TASK DETAILS.
Please reproduce word for word the lines of the listing below, from the line with "Could you point out the paper" up to and including the line with "<point>667,444</point>".
=== DATA ENTRIES ===
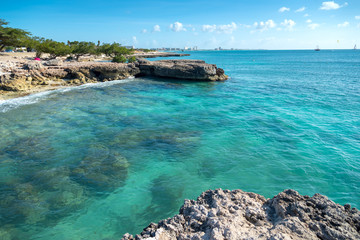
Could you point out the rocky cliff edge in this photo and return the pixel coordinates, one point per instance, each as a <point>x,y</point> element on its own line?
<point>224,214</point>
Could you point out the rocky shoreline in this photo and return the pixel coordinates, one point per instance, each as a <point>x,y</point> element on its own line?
<point>224,214</point>
<point>159,54</point>
<point>19,78</point>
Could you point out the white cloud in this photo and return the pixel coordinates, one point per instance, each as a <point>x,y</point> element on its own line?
<point>284,9</point>
<point>177,27</point>
<point>209,28</point>
<point>313,26</point>
<point>301,9</point>
<point>134,40</point>
<point>288,24</point>
<point>262,26</point>
<point>227,28</point>
<point>331,5</point>
<point>344,24</point>
<point>156,28</point>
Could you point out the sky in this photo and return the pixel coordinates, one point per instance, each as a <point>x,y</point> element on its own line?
<point>239,24</point>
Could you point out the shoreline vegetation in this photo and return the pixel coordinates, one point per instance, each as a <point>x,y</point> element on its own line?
<point>48,64</point>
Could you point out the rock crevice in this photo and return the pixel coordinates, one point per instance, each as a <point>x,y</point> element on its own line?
<point>224,214</point>
<point>23,76</point>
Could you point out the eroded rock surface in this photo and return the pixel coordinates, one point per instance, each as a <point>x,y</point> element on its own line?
<point>224,214</point>
<point>183,69</point>
<point>24,75</point>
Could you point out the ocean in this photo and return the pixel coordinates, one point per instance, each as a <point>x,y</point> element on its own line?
<point>104,159</point>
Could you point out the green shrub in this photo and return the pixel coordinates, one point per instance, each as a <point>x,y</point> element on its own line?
<point>119,59</point>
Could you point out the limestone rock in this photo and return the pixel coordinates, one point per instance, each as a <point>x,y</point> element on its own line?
<point>54,62</point>
<point>224,214</point>
<point>33,65</point>
<point>182,69</point>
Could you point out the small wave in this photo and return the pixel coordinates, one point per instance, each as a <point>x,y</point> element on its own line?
<point>6,105</point>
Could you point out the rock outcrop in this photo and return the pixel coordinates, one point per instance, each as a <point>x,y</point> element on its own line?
<point>183,69</point>
<point>26,75</point>
<point>224,214</point>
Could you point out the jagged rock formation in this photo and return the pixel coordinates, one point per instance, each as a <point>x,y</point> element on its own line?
<point>26,75</point>
<point>159,54</point>
<point>183,69</point>
<point>224,214</point>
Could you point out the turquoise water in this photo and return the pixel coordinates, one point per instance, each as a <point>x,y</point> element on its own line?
<point>100,160</point>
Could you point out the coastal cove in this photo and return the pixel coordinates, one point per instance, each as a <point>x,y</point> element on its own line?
<point>284,119</point>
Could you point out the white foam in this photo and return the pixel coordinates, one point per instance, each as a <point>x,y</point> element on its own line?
<point>6,105</point>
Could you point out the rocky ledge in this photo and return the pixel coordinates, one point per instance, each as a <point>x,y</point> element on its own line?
<point>26,75</point>
<point>183,69</point>
<point>224,214</point>
<point>159,54</point>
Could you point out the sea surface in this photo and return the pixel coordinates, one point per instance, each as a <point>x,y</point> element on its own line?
<point>100,160</point>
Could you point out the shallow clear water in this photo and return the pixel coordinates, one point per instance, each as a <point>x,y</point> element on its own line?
<point>97,161</point>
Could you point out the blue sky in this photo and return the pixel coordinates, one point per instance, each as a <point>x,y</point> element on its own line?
<point>244,24</point>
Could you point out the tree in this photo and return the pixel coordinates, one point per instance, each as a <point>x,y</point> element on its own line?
<point>119,59</point>
<point>82,48</point>
<point>11,36</point>
<point>54,48</point>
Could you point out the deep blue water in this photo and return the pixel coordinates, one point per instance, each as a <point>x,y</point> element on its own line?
<point>100,160</point>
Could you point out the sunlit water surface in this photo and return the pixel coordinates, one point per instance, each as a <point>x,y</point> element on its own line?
<point>100,160</point>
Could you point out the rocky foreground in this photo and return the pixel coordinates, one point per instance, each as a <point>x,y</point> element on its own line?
<point>27,76</point>
<point>224,214</point>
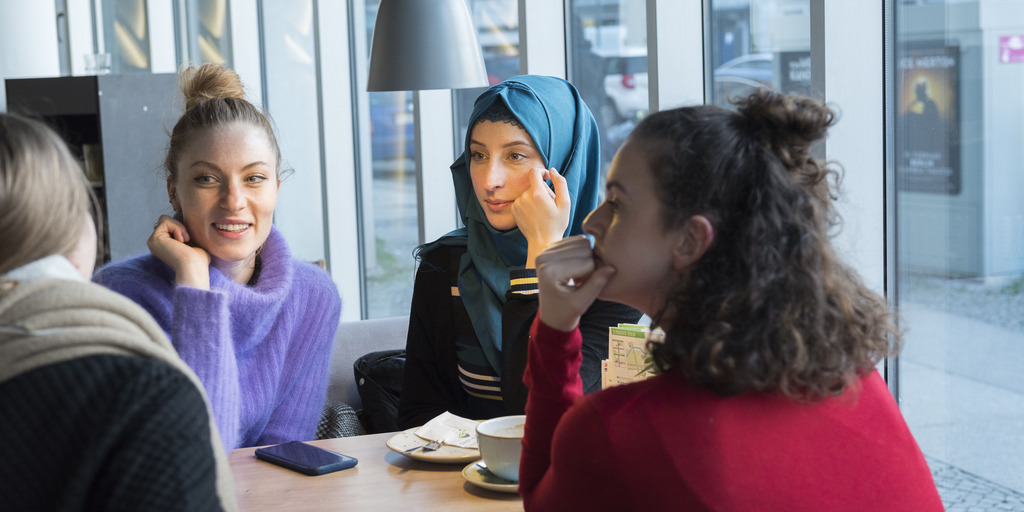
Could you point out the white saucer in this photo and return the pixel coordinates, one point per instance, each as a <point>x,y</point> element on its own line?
<point>408,439</point>
<point>480,476</point>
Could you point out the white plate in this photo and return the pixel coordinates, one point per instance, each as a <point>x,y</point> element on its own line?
<point>407,439</point>
<point>478,475</point>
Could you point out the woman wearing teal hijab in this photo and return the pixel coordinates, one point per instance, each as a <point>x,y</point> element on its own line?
<point>475,293</point>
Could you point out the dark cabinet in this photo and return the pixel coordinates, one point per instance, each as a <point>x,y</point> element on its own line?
<point>119,126</point>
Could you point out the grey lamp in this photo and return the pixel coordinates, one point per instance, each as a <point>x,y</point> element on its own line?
<point>425,44</point>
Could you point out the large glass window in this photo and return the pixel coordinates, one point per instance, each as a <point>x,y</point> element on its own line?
<point>498,32</point>
<point>390,226</point>
<point>607,41</point>
<point>758,44</point>
<point>290,76</point>
<point>958,111</point>
<point>209,31</point>
<point>126,35</point>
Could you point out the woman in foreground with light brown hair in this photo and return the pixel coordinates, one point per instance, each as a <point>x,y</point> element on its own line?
<point>98,413</point>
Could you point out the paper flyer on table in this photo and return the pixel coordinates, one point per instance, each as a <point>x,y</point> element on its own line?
<point>629,358</point>
<point>450,429</point>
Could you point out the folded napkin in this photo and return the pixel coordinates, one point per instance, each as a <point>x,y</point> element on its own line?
<point>450,429</point>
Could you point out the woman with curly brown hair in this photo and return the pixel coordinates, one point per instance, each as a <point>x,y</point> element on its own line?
<point>716,223</point>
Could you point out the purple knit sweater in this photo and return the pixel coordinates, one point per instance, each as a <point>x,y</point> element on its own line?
<point>262,352</point>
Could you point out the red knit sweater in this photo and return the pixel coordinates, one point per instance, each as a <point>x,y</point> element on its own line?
<point>667,444</point>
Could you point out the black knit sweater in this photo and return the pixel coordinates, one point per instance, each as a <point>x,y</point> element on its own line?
<point>104,432</point>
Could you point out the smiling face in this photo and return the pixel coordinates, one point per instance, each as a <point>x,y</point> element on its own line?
<point>226,189</point>
<point>630,236</point>
<point>501,158</point>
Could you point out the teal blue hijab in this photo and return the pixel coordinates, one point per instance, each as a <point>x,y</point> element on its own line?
<point>565,134</point>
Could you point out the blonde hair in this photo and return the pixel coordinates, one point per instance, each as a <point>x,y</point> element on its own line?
<point>213,95</point>
<point>44,195</point>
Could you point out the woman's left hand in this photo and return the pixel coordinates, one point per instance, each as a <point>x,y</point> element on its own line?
<point>542,214</point>
<point>568,282</point>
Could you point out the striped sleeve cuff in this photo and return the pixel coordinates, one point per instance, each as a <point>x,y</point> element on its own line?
<point>523,281</point>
===
OUTPUT OF THE TASK.
Could you point out the paper flyer on table in this photo and return the pixel coordinates, one point per instance, each as a <point>x,y</point> element on its own line?
<point>629,358</point>
<point>450,429</point>
Could you point out the folded napkin in this photo and return the pixel coordinates, one point per instance, each as a <point>x,y</point> element on its own line?
<point>450,429</point>
Could you point out the woman with curly brown hair in this photo and return the pixel coordinates, one point per instance, each as a <point>x,y</point> element on its own line?
<point>716,223</point>
Could you point out the purple knit sweater in this photo and return the pixel coordinates, one point per instance, each as a <point>x,y</point> element on its own line?
<point>262,352</point>
Could you point out the red knit sweater in this photo and return the pixel coordinates, one point per instance, each as a <point>x,y</point> element on its own line?
<point>667,444</point>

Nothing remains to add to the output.